WORK TO DO
Output the material beneath exactly, leaving nothing out.

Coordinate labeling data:
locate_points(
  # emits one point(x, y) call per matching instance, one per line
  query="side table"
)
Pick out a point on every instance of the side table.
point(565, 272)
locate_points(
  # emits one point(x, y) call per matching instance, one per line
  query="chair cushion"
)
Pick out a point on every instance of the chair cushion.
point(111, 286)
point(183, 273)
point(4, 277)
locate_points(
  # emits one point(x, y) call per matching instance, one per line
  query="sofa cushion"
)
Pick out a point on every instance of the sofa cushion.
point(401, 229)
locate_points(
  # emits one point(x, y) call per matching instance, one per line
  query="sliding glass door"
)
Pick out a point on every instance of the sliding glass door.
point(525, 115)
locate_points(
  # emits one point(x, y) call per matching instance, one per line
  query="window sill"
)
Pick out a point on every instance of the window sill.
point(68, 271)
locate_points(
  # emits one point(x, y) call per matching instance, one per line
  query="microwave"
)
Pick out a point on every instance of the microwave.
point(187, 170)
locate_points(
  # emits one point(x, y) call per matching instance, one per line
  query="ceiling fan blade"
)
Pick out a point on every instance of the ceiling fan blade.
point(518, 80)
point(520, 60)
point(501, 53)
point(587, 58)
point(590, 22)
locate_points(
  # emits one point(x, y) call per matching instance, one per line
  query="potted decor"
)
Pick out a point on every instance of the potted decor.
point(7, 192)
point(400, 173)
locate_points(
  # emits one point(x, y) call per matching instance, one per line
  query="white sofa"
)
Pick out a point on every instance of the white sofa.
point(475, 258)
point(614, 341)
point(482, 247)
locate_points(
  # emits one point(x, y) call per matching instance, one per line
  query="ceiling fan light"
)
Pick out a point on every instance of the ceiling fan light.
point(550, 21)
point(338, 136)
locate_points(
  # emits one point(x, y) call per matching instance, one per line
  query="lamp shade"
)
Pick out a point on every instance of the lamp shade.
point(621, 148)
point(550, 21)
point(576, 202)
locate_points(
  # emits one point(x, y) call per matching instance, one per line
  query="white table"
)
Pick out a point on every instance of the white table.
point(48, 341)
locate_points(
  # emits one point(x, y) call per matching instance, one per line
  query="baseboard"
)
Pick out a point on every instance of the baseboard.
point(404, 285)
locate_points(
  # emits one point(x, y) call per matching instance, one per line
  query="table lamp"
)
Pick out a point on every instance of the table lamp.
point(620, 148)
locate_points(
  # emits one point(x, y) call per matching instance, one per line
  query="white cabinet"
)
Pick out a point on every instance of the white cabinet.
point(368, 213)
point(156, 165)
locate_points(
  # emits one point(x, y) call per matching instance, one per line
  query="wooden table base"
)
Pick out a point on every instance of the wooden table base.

RESPONSE TO THIS TASK
locate_points(
  # emits one point(x, y) call per matching instance, one per line
  query="side table"
)
Pick out a point on every instance of the side table.
point(565, 272)
locate_points(
  # emits one point(x, y) call per matching instance, one per line
  query="chair cushion"
)
Pick out a point on every instance of the chair cushion.
point(111, 286)
point(183, 273)
point(4, 277)
locate_points(
  # emits one point(x, y) call per matching instance, one per line
  query="sofa cushion"
)
Pick out a point on every instance of the sofa cushion.
point(401, 229)
locate_points(
  # emits one point(x, y) call per matching instance, one per line
  query="sliding glass door"
)
Pick out a point on every instance of the sliding glass door.
point(525, 115)
locate_points(
  # emits one point(x, y) call per matching instance, one per line
  query="window sill"
)
Pick out a point on every instance of the window sill.
point(68, 271)
locate_points(
  # emits one point(x, y) call per matching instance, one per line
  query="microwave"
)
Pick out a point on every instance of the microwave.
point(187, 170)
locate_points(
  # emits one point(x, y) call per matching instance, one per line
  query="ceiling fan blade"
)
Pick out a point on every instance of the ceiling fan blade.
point(518, 80)
point(520, 60)
point(501, 53)
point(587, 58)
point(590, 22)
locate_points(
  # emits one point(x, y) call per matching instance, one per line
  query="potted decor"
)
Pick out a point on every instance of the potted decor.
point(7, 192)
point(400, 173)
locate_points(
  # emits one point(x, y) call per matching instance, one per line
  query="white sofa"
)
Pick out a point on every instance of the white sofa.
point(475, 258)
point(614, 341)
point(482, 247)
locate_points(
  # emits one point(x, y) call per matching instance, one per line
  query="ceiling fan light"
)
Pick out a point on every instance of the ceiling fan light.
point(550, 21)
point(338, 136)
locate_points(
  # emits one point(x, y) call per matching instance, one per line
  query="lamp shade"
)
Pick out a point on every instance of the lamp shade.
point(621, 148)
point(550, 21)
point(576, 202)
locate_points(
  # emits one point(x, y) call per matching instance, one per line
  query="white table"
)
Pick out a point on every instance of the white table.
point(48, 341)
locate_points(
  # emits one point(x, y) call per matching instance, one per line
  query="baseboard"
)
Pick out a point on every instance of the baseboard.
point(404, 285)
locate_points(
  # emits one point(x, y) call per matching instance, one per line
  query="table lamp"
)
Pick out a point on every instance of the table lamp.
point(620, 148)
locate_points(
  # emits one point(x, y) call per matching instance, one per line
  query="white cabinet"
)
Pick out a point on every instance of the white cabinet.
point(368, 213)
point(156, 165)
locate_points(
  # emits one point(x, y) call per matching instance, one per line
  query="wooden table base"
)
Pick out a point on every instance of the wooden table base.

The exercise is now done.